**Task to carry out**: Write only how many lines in this data include "swimsuit".
Segment Start: Data supplied
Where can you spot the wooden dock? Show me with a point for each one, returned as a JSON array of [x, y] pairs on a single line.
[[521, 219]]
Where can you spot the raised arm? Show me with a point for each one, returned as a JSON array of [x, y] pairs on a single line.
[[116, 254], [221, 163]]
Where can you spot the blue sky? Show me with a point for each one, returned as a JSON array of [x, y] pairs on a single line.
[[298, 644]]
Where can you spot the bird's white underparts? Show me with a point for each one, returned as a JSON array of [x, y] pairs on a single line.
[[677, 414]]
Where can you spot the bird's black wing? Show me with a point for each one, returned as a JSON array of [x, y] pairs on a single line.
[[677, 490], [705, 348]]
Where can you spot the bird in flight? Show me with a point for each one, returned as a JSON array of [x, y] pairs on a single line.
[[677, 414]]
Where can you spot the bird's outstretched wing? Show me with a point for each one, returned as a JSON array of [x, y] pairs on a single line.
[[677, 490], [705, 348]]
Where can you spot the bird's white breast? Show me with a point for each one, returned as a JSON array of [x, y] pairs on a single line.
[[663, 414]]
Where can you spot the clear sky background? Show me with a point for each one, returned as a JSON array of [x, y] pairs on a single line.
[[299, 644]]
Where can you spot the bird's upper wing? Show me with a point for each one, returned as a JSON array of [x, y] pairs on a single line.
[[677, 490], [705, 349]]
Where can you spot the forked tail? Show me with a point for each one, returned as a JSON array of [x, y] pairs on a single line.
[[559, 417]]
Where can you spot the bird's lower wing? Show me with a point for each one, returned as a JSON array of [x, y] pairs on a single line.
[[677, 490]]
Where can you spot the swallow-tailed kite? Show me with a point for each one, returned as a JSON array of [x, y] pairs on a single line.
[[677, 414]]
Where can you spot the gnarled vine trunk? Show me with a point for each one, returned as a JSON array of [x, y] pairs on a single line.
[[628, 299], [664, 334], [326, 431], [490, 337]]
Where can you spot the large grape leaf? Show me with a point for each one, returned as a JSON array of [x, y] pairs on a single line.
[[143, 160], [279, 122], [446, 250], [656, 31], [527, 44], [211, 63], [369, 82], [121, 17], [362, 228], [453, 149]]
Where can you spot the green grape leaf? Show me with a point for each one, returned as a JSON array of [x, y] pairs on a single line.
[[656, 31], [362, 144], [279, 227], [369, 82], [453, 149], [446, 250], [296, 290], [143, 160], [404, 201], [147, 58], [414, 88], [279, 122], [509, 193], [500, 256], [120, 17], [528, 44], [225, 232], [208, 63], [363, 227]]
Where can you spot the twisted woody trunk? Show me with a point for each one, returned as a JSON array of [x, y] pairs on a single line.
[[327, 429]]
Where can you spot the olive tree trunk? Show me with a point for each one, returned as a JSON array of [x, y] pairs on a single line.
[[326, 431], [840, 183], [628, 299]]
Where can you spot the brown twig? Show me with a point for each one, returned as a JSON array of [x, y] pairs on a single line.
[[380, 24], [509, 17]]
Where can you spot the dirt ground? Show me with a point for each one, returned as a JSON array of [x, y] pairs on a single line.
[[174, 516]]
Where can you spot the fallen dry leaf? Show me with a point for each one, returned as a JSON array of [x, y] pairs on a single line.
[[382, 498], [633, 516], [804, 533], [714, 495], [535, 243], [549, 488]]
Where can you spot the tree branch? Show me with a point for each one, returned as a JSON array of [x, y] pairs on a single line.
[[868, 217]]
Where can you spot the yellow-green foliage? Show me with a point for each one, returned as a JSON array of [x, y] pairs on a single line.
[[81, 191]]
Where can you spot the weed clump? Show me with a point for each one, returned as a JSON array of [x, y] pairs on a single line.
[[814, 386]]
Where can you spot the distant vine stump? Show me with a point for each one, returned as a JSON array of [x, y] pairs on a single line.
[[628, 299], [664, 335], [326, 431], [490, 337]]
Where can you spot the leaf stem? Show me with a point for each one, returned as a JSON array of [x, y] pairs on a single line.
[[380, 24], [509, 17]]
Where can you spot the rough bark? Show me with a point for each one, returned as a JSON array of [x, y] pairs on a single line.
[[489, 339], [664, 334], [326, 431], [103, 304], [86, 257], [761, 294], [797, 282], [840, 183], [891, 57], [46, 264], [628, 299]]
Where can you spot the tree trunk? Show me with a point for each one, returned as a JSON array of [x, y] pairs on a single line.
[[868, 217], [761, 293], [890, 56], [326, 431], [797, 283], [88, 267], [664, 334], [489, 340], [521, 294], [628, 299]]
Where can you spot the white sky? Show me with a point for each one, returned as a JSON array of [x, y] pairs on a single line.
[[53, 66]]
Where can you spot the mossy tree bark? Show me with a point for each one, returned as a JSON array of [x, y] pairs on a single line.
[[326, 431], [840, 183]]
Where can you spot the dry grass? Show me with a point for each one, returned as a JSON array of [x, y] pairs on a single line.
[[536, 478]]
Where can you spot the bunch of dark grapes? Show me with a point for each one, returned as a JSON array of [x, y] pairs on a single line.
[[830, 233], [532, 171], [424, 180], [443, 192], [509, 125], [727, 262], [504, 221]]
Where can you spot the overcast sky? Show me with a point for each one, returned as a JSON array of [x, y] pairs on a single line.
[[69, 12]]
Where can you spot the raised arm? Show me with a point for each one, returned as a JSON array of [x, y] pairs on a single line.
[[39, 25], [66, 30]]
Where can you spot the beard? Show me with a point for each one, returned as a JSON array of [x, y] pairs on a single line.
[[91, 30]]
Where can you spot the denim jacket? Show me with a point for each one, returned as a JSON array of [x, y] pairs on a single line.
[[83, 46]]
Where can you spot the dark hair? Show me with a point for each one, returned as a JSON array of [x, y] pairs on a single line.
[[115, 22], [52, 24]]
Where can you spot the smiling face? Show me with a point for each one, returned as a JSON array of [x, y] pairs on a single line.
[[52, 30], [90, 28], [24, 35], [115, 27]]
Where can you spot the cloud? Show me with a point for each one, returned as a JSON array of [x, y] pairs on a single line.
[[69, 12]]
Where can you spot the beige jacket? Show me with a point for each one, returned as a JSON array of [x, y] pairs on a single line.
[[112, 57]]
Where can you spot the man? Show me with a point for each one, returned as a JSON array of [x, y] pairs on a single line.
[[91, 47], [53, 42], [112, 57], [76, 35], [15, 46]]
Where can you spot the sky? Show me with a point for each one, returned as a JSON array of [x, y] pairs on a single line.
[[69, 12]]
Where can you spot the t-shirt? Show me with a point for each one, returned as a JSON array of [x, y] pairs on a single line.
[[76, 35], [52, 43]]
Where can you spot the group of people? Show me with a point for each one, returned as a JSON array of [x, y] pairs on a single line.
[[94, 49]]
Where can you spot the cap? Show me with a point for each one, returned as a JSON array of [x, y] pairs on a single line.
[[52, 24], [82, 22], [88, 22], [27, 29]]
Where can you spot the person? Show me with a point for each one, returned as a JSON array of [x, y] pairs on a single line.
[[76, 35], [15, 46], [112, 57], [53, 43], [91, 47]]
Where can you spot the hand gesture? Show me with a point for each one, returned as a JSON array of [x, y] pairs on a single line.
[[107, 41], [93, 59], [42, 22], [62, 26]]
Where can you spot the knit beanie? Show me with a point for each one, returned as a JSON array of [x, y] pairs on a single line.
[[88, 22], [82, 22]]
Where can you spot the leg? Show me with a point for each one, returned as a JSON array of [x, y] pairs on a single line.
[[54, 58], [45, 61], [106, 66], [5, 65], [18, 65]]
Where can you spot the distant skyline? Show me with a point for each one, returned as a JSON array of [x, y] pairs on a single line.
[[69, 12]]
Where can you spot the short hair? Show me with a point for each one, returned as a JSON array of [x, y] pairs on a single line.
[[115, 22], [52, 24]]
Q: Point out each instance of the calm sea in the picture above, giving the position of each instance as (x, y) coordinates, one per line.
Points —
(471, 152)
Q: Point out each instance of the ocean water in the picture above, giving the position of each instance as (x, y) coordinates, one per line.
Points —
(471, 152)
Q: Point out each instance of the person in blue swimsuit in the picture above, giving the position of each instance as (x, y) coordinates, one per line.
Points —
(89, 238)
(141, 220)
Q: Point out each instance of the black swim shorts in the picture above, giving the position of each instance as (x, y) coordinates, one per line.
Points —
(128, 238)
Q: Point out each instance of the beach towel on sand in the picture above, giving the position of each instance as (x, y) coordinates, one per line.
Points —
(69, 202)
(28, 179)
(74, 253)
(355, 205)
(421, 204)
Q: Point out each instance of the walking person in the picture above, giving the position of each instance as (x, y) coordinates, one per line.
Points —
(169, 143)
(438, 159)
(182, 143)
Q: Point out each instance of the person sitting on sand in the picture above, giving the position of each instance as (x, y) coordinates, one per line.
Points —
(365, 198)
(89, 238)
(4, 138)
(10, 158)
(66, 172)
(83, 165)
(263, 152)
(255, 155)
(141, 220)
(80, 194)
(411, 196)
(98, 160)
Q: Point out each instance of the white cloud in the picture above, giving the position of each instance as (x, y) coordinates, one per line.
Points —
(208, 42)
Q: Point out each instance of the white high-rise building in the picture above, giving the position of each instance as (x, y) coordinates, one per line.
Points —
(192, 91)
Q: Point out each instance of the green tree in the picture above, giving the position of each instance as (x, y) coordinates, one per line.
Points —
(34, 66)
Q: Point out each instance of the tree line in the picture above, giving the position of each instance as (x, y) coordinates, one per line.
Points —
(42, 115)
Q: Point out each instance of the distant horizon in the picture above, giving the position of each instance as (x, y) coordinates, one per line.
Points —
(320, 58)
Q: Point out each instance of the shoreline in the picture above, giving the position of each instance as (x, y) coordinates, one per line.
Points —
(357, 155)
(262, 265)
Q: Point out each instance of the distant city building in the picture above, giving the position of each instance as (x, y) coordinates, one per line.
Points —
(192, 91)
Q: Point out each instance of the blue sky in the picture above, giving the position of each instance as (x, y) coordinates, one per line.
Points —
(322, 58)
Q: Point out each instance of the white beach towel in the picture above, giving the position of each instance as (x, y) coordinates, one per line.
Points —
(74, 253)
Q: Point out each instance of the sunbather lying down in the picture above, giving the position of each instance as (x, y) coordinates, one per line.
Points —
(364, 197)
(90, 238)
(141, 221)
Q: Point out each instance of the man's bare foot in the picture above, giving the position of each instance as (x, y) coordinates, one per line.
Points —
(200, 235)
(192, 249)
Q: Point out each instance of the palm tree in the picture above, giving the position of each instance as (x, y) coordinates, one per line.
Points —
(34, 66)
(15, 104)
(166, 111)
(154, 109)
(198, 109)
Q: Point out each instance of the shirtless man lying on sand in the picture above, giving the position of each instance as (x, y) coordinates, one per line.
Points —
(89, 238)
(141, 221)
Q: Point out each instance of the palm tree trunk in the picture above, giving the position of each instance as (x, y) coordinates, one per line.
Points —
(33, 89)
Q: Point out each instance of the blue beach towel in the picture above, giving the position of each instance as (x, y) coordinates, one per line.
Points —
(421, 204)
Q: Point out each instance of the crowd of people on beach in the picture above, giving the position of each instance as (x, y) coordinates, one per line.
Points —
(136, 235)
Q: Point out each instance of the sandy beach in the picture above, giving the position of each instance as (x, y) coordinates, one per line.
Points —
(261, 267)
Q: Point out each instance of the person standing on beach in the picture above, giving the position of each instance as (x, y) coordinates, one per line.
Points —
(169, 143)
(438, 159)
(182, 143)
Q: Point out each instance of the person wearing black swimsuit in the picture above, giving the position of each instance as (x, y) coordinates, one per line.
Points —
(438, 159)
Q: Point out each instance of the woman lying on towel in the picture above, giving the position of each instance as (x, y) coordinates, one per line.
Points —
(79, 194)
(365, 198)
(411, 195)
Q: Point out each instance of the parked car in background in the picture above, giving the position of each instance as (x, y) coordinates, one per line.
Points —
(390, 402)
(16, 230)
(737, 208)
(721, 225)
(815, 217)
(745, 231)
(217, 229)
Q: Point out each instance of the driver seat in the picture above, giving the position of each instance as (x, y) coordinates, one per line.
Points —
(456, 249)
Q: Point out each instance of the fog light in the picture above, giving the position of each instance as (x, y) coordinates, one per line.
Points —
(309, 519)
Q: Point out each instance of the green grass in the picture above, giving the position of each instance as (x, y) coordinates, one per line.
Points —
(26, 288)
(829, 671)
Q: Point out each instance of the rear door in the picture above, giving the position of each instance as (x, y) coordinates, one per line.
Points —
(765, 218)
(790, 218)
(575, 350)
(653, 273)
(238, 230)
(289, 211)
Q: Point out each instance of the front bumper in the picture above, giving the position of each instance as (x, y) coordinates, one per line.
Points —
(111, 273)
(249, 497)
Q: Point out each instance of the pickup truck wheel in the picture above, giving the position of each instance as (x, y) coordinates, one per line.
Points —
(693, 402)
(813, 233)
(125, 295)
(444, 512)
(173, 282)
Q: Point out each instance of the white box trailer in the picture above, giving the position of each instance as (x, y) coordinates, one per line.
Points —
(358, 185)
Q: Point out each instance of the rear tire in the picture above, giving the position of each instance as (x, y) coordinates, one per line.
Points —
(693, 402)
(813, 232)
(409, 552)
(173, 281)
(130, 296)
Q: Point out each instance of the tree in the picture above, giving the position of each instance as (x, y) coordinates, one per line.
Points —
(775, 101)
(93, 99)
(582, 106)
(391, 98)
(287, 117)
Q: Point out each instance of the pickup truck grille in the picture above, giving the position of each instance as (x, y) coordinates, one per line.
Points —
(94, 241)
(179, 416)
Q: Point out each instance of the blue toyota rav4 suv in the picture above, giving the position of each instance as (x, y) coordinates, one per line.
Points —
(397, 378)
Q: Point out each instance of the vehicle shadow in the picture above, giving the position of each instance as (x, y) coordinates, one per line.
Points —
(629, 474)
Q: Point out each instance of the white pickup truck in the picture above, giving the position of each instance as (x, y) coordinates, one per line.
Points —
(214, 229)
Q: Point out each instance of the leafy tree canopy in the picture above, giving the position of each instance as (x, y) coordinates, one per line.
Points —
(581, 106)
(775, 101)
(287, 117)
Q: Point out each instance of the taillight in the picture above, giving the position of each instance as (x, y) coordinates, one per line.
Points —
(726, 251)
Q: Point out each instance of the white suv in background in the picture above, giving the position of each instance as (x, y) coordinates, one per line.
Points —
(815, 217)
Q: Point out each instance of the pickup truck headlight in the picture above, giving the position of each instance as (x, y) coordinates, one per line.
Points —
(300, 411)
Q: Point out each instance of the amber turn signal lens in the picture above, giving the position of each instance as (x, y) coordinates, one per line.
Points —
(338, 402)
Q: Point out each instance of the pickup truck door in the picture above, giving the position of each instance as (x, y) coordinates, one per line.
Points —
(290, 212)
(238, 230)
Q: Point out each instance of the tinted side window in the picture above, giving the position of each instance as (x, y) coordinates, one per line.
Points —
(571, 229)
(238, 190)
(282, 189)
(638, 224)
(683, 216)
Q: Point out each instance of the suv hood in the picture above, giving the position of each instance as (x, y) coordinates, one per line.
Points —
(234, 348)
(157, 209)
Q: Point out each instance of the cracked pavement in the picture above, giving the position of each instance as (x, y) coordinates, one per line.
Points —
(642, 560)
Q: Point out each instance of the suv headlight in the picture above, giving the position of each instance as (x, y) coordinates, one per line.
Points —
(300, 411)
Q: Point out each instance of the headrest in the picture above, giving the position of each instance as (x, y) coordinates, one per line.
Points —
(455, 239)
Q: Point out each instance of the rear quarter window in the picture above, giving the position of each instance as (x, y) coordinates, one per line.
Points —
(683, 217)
Segment End: Data supplied
**Task result**: 2